#### [AIM]
Select every line of the records that contains the word "locomotive" and copy each one out in full.

#### [RECORDS SUPPLIED]
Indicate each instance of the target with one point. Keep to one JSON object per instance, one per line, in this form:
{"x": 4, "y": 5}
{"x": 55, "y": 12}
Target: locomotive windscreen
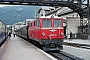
{"x": 46, "y": 23}
{"x": 57, "y": 23}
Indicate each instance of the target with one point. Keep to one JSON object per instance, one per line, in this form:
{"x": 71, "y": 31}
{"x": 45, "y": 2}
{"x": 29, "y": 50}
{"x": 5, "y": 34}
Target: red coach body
{"x": 48, "y": 32}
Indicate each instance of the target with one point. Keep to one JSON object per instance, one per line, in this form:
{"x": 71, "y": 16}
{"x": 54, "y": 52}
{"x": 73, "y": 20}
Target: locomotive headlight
{"x": 62, "y": 33}
{"x": 43, "y": 34}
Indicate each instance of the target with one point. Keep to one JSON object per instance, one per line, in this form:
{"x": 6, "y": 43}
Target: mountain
{"x": 13, "y": 14}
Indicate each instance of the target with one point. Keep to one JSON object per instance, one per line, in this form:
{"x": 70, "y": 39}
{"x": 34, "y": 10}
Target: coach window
{"x": 46, "y": 23}
{"x": 57, "y": 23}
{"x": 38, "y": 23}
{"x": 34, "y": 23}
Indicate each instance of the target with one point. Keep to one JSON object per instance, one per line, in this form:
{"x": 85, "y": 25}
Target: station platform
{"x": 17, "y": 48}
{"x": 78, "y": 41}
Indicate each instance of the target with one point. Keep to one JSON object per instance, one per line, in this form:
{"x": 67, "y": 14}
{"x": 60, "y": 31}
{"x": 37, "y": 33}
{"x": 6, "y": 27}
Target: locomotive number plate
{"x": 53, "y": 34}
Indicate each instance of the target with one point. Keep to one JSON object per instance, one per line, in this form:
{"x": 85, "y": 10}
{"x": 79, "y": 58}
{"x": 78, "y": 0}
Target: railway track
{"x": 60, "y": 55}
{"x": 77, "y": 45}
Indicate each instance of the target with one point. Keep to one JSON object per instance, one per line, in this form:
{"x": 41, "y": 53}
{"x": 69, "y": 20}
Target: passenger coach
{"x": 47, "y": 32}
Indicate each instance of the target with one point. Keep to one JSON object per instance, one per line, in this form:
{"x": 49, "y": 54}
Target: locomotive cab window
{"x": 46, "y": 23}
{"x": 57, "y": 23}
{"x": 38, "y": 23}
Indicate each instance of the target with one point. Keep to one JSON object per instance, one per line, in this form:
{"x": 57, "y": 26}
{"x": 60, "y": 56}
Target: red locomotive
{"x": 47, "y": 32}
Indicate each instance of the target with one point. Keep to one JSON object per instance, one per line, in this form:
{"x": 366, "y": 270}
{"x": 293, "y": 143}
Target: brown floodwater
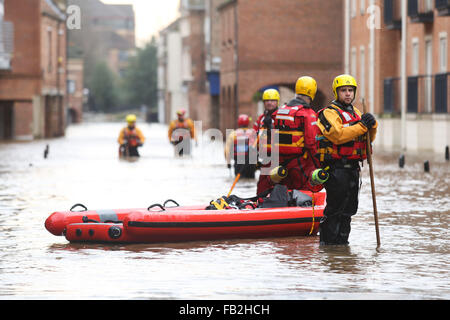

#### [EXERCISE ANSWER]
Target: locomotive windscreen
Target: locomotive headlight
Target: locomotive number plate
Target: locomotive cab window
Target: red locomotive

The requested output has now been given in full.